DATA FOR ANALYSIS:
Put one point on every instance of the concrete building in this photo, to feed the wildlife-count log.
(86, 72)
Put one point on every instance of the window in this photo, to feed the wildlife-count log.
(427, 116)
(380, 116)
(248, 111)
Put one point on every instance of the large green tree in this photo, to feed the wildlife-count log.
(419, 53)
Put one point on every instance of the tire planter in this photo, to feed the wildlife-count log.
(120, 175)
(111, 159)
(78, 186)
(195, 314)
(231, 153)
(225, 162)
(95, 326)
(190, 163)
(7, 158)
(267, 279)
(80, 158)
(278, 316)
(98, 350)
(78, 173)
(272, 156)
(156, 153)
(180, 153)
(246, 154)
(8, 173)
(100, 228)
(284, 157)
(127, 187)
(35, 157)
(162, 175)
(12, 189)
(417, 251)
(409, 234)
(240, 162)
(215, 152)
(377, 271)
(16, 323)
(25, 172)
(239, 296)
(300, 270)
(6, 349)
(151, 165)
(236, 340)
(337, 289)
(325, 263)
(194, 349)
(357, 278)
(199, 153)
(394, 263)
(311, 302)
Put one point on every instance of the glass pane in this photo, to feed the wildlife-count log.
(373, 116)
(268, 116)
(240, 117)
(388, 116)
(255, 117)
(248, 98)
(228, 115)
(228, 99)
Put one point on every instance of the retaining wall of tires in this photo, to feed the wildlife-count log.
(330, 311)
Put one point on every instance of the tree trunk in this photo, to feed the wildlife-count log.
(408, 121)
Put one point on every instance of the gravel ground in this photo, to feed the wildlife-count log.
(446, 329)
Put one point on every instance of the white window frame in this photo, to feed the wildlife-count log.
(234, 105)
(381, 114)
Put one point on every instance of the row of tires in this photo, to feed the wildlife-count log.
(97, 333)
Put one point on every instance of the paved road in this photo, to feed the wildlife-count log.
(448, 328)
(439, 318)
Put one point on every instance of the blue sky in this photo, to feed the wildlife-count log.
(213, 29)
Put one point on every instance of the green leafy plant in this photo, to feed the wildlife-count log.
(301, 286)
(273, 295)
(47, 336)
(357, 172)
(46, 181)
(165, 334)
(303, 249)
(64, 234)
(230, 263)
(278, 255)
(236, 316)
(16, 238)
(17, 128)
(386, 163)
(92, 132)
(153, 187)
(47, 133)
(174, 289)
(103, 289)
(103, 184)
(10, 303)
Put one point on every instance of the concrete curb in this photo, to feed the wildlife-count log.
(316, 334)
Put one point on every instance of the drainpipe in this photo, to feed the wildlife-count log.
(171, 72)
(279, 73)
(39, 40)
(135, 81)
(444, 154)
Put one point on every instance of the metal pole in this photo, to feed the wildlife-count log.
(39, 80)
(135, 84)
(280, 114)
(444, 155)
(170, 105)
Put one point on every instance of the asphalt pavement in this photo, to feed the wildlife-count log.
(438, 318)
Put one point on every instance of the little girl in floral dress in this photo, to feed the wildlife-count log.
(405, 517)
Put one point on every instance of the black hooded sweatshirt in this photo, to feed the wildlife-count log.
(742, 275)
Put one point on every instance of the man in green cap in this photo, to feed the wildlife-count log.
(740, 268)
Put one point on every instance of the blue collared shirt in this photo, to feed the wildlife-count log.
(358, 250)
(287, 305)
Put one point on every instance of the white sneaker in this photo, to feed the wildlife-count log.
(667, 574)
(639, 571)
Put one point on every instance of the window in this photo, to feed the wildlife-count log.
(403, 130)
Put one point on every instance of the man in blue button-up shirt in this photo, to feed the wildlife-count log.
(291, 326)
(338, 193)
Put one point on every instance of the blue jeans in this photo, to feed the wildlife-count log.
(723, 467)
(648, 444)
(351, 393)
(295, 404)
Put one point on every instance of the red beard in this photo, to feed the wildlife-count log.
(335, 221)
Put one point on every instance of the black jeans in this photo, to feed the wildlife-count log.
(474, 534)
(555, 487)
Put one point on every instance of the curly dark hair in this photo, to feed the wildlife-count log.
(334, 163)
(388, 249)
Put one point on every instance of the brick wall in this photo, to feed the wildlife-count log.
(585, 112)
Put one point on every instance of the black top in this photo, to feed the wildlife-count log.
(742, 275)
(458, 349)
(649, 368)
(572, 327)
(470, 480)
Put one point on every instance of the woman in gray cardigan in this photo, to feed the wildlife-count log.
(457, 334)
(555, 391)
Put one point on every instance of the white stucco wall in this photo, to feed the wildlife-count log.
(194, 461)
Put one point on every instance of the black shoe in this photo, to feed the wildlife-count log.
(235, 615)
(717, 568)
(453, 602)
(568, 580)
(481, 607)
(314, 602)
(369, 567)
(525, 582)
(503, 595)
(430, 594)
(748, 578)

THE PROBLEM: Nothing should be left out: copy the material exactly.

YOUR RESPONSE:
Put one point on every instance of the concrete building in this photo, to feed the wildlife-count log.
(86, 72)
Put one point on every instance of the window in this photo, to feed the wildlife-count log.
(427, 116)
(380, 116)
(248, 111)
Put one point on every instance of the large green tree in this photo, to feed the wildlife-count log.
(419, 53)
Put one point on every instance of the tire planter in this photo, to feed the wildlife-count log.
(120, 175)
(111, 159)
(78, 186)
(195, 314)
(231, 153)
(225, 162)
(95, 326)
(190, 163)
(7, 158)
(267, 279)
(80, 158)
(278, 316)
(98, 350)
(78, 173)
(272, 156)
(156, 153)
(180, 153)
(246, 154)
(8, 173)
(100, 228)
(284, 157)
(127, 187)
(35, 157)
(162, 175)
(12, 189)
(417, 251)
(409, 234)
(240, 162)
(215, 152)
(377, 271)
(16, 323)
(25, 172)
(239, 296)
(300, 270)
(6, 349)
(151, 165)
(236, 340)
(337, 289)
(325, 263)
(194, 349)
(357, 278)
(199, 153)
(394, 263)
(311, 302)
Put one point on every instance of the glass pane in this photo, to feed the wildlife-count log.
(373, 116)
(268, 116)
(240, 117)
(388, 116)
(255, 117)
(248, 98)
(228, 115)
(228, 99)
Put one point on every instance of the retaining wall of tires in this photo, to feed the wildlife-count log.
(330, 311)
Put one point on every instance of the tree trunk in this photo, to feed the wildlife-count log.
(408, 121)
Put one point on every instance of the gravel ground in this photo, to feed the wildlife-count log.
(446, 329)
Put one point on every instance of the white window frame in this photo, to feed the wildlife-count log.
(234, 105)
(381, 114)
Put one point on every instance of the row of tires in this photo, to feed the wildlife-count log.
(97, 333)
Put one point on every instance of the paved road in this photo, to feed the wildlife-count log.
(448, 328)
(439, 318)
Put one point on every instance of the blue sky in this photo, to feed the wildlife-count log.
(213, 29)
Put one point on every instance of the green leafy plant in this photo, to feed the wildlife-count log.
(301, 286)
(273, 295)
(47, 336)
(357, 172)
(46, 181)
(165, 334)
(303, 249)
(64, 234)
(230, 263)
(278, 255)
(236, 316)
(16, 238)
(17, 128)
(386, 163)
(92, 132)
(153, 187)
(47, 133)
(174, 289)
(103, 289)
(103, 184)
(10, 303)
Put one point on every instance of the concrete curb in this photo, to feed the wildlife-count log.
(316, 334)
Put one point on every instance of the drainpipe in this photo, to feed the wildlife-count log.
(171, 72)
(279, 73)
(39, 40)
(135, 81)
(444, 154)
Put one point on every instance of the metal pole in this photo, to feed the wildlife-count log.
(39, 80)
(135, 84)
(280, 114)
(444, 155)
(170, 105)
Put one point on every instance of the asphalt pavement in this photo, to feed the wildlife-count log.
(438, 318)
Put one point on every instance of the little girl in floral dress in this photo, to feed the wildlife-count log.
(405, 517)
Put one point on every instance of the black hooded sweatshirt in this photo, to feed the wildlife-count log.
(742, 275)
Put one point on every instance of the man in green cap in this photo, to feed the wildlife-count log.
(740, 268)
Put one point on every instance of the blue collared shirt in this photo, to feed the wildlife-count log.
(358, 250)
(287, 305)
Put one point on every instance of the white sneaker in this photo, to feed the wildlife-count log.
(667, 574)
(639, 571)
Put one point on every instance of the window in this photo, to feed the wildlife-count log.
(403, 130)
Put one point on every instance of the man in blue button-up shirt in this photo, to feed the wildlife-count log.
(291, 326)
(338, 193)
Put one point on every instance of the blue jeans in this photo, to feed the wildlife-count log.
(723, 467)
(648, 444)
(351, 393)
(295, 404)
Put one point on every instance of the red beard in this photo, to feed the wildlife-count log.
(335, 221)
Put one point on every instance of the black jeans in this photo, to feed the wildlife-count log.
(474, 534)
(555, 487)
Put one point on every instance of the curly dark hair in this photo, to feed the wildlife-count log.
(334, 163)
(388, 249)
Put one point on every instance of the brick wall in this photo, to feed the wildlife-count log.
(585, 112)
Put one point on every instance of the black top in this photo, to feed the wildlife-count log.
(742, 275)
(458, 349)
(649, 368)
(572, 327)
(470, 480)
Put one point on every instance of the woman in gray cardigan in this photo, to feed the wildlife-count log.
(457, 334)
(555, 391)
Put one point on every instance of the white stucco wall in this photo, to feed the wildlife-count log.
(194, 461)
Put one point on every instance of the black shoe in this photo, to feed the wildlife-count log.
(235, 615)
(717, 568)
(453, 602)
(568, 580)
(481, 607)
(314, 602)
(369, 567)
(525, 582)
(503, 595)
(430, 594)
(748, 578)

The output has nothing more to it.